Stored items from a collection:
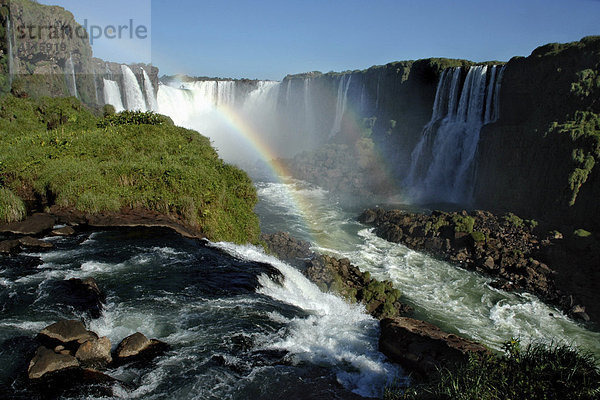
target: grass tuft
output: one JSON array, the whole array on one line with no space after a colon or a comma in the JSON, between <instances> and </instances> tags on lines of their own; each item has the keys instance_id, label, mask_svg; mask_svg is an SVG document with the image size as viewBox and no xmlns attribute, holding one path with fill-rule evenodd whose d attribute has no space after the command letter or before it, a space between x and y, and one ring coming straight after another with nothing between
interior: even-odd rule
<instances>
[{"instance_id":1,"label":"grass tuft","mask_svg":"<svg viewBox=\"0 0 600 400\"><path fill-rule=\"evenodd\" d=\"M503 355L471 356L466 363L441 369L429 383L388 387L384 399L592 400L599 396L600 371L592 355L569 346L534 344L523 349L512 339L504 345Z\"/></svg>"}]
</instances>

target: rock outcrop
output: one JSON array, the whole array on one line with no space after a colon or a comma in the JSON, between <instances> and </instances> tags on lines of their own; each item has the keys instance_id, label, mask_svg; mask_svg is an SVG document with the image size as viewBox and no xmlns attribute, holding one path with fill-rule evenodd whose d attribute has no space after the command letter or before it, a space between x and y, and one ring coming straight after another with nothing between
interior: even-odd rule
<instances>
[{"instance_id":1,"label":"rock outcrop","mask_svg":"<svg viewBox=\"0 0 600 400\"><path fill-rule=\"evenodd\" d=\"M263 233L260 240L267 243L269 251L294 266L303 267L306 261L315 256L310 243L293 238L287 232Z\"/></svg>"},{"instance_id":2,"label":"rock outcrop","mask_svg":"<svg viewBox=\"0 0 600 400\"><path fill-rule=\"evenodd\" d=\"M471 340L443 332L428 322L412 318L383 319L379 350L403 367L426 378L439 368L463 362L469 355L489 350Z\"/></svg>"},{"instance_id":3,"label":"rock outcrop","mask_svg":"<svg viewBox=\"0 0 600 400\"><path fill-rule=\"evenodd\" d=\"M536 231L541 230L536 230L536 221L485 211L426 215L379 208L366 210L359 221L373 225L383 239L493 276L497 288L529 291L574 317L587 319L572 294L557 287L556 270L544 262L552 259L548 252L555 252L557 234L538 236Z\"/></svg>"},{"instance_id":4,"label":"rock outcrop","mask_svg":"<svg viewBox=\"0 0 600 400\"><path fill-rule=\"evenodd\" d=\"M324 292L363 303L367 312L375 318L412 313L411 307L400 302L402 293L394 288L392 282L372 278L369 272L362 272L347 258L338 260L319 255L307 262L305 275Z\"/></svg>"},{"instance_id":5,"label":"rock outcrop","mask_svg":"<svg viewBox=\"0 0 600 400\"><path fill-rule=\"evenodd\" d=\"M402 294L392 282L372 278L369 272L362 272L346 258L339 260L314 253L310 250L310 243L285 232L265 234L261 239L269 251L302 269L304 275L323 292L335 293L352 303L363 303L367 312L375 318L407 315L413 311L400 301Z\"/></svg>"}]
</instances>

(Exercise brief) Please return only the lines from the top of the data through the line with "target: rock outcrop", exactly as written, and drop every picture.

(Expected output)
target: grass tuft
output: one JSON array, the whole array on one line with no space after a colon or a comma in the JSON, between <instances> and </instances> tags on lines of their own; each item has the keys instance_id, label, mask_svg; mask_svg is an SVG document with the image size as viewBox and no xmlns attribute, holding one path with fill-rule evenodd whose d attribute has no space after the command letter or before it, a space between x and y, and one ring coming straight after another with nothing between
interior: even-odd rule
<instances>
[{"instance_id":1,"label":"grass tuft","mask_svg":"<svg viewBox=\"0 0 600 400\"><path fill-rule=\"evenodd\" d=\"M503 355L471 356L466 363L441 369L429 383L388 387L384 399L592 400L599 396L600 371L592 355L569 346L534 344L523 349L512 339L504 345Z\"/></svg>"}]
</instances>

target: rock outcrop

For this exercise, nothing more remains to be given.